- [Task prompt]
Nothing but the lines from the one containing "If you could tag each instance of the soccer" through the last line should be written out, please, exactly as they stand.

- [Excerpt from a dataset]
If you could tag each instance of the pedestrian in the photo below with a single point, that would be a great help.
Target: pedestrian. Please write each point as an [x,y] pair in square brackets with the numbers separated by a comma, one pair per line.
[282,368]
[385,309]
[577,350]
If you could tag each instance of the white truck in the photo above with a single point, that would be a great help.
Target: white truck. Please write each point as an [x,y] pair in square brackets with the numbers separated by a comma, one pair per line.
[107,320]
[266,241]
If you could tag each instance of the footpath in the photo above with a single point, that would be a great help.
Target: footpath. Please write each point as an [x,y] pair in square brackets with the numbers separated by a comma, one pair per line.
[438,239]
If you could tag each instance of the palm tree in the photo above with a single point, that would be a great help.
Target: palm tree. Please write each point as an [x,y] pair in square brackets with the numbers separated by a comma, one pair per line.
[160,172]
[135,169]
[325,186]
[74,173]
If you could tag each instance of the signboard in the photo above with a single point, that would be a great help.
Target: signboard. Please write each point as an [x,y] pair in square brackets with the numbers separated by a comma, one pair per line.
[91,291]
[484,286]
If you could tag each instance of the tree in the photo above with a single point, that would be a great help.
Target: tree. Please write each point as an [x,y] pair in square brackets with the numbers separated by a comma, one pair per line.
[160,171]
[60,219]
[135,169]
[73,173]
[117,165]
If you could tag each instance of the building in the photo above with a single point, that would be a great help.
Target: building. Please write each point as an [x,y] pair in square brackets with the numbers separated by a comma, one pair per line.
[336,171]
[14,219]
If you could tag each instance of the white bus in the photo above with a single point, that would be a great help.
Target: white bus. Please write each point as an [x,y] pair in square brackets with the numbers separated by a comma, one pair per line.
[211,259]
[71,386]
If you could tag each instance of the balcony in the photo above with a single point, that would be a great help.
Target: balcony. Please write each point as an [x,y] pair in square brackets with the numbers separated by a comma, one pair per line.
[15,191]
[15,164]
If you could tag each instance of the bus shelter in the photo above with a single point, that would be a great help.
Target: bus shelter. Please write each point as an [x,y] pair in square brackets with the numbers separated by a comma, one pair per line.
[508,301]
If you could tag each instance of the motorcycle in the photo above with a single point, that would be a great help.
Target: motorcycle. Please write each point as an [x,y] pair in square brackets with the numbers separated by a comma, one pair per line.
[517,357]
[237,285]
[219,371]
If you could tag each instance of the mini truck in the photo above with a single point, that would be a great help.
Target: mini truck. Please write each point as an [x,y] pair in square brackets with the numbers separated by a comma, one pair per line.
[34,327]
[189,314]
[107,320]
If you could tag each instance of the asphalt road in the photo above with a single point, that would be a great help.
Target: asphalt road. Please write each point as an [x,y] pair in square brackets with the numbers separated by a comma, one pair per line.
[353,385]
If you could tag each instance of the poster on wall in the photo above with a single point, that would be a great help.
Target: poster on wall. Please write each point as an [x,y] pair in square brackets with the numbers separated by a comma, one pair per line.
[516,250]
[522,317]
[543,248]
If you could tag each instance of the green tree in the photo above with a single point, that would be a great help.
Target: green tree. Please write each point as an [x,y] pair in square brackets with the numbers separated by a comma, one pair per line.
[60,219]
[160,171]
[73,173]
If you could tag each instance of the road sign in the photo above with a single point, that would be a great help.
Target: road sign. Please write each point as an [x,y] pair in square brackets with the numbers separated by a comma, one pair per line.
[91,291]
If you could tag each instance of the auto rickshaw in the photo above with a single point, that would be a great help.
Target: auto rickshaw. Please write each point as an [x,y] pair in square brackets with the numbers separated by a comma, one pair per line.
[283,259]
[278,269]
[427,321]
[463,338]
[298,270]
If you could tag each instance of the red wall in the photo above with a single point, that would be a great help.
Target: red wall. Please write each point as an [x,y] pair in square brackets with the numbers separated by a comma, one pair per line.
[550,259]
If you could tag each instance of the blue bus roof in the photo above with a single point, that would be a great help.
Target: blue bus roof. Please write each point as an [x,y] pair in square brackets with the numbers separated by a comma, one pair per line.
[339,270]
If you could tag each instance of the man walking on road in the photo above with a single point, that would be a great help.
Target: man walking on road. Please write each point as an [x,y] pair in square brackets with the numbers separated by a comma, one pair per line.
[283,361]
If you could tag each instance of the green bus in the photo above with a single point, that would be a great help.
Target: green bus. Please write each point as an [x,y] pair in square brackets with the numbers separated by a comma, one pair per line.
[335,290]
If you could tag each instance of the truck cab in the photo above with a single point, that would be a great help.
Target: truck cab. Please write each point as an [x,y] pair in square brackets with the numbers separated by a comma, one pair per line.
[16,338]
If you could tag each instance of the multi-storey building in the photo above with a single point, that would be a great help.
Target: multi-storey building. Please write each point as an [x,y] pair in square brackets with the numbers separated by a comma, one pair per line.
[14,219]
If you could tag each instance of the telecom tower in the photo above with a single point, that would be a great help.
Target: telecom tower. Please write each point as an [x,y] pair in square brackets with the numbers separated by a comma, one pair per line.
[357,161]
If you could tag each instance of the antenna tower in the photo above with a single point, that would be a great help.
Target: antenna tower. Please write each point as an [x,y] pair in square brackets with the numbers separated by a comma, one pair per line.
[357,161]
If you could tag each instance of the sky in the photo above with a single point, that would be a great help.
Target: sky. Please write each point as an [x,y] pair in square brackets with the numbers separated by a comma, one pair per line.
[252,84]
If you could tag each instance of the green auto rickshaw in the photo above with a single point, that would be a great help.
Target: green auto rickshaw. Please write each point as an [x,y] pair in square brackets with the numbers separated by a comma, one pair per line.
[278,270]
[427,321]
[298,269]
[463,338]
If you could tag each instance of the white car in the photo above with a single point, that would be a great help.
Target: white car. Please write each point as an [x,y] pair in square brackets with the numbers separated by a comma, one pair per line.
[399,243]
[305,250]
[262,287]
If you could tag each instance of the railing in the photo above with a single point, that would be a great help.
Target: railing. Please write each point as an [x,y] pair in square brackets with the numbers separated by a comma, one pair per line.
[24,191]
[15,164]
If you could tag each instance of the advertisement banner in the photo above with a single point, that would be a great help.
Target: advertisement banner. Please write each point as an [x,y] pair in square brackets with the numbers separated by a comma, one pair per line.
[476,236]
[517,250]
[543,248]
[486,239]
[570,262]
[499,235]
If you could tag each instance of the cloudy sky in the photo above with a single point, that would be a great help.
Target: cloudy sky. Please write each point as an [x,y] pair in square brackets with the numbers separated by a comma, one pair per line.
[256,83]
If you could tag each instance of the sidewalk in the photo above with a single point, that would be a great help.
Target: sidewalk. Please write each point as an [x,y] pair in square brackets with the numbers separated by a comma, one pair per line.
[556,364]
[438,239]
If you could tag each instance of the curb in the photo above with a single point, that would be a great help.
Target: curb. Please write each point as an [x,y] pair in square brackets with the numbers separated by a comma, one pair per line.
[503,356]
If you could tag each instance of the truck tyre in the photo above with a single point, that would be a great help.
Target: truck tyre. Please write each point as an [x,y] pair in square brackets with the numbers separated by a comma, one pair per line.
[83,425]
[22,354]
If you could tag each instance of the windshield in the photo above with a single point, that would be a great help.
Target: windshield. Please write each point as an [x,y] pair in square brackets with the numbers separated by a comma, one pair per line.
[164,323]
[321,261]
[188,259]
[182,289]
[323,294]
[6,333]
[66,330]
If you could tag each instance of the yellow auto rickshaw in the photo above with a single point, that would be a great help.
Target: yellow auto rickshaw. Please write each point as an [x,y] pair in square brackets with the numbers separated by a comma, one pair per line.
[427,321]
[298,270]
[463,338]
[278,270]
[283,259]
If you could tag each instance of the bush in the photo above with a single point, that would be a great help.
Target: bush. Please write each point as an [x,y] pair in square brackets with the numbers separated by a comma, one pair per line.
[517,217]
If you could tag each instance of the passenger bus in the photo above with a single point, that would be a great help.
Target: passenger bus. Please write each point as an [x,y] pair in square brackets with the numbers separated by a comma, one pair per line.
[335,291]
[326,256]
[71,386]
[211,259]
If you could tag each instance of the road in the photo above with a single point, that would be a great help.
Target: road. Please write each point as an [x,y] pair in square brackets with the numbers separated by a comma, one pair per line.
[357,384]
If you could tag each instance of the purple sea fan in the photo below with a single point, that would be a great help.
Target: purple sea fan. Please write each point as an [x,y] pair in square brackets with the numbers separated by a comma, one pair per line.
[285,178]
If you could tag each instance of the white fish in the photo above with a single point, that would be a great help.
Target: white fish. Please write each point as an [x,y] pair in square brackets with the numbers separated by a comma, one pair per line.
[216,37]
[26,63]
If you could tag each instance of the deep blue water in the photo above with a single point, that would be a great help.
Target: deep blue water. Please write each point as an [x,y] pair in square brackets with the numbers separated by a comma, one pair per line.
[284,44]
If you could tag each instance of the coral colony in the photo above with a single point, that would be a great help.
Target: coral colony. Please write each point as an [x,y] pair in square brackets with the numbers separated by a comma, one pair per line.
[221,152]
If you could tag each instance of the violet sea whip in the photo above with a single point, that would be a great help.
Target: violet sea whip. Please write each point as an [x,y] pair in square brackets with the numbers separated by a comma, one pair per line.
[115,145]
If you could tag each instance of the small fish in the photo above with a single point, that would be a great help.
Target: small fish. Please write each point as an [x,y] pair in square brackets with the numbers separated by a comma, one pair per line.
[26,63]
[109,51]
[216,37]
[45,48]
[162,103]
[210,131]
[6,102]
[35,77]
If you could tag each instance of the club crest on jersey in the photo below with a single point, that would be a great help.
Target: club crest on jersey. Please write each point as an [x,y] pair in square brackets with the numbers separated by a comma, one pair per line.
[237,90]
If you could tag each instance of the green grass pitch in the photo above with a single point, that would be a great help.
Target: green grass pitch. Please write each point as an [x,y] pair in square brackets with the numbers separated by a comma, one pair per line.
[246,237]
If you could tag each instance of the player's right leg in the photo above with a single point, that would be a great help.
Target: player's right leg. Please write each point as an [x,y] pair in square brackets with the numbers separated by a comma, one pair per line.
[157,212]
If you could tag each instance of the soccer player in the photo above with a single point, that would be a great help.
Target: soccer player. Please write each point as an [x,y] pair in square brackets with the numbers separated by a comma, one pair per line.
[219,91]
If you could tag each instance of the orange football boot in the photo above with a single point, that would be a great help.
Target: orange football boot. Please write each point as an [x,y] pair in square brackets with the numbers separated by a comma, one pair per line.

- [Reply to the exercise]
If you could tag each instance of the soccer player in the photo above with a single point, that would be a great help.
Target: soccer player. Please write each point as an [x,y] pair in square brackets with the numbers separated by a comma, one pair per line.
[219,91]
If you could tag each instance of the orange football boot in the photo above with a single point, that would be a great help.
Target: orange football boot. Please write each point as an [x,y] pair in square brackets with the numbers separated by a comma, one pair per line.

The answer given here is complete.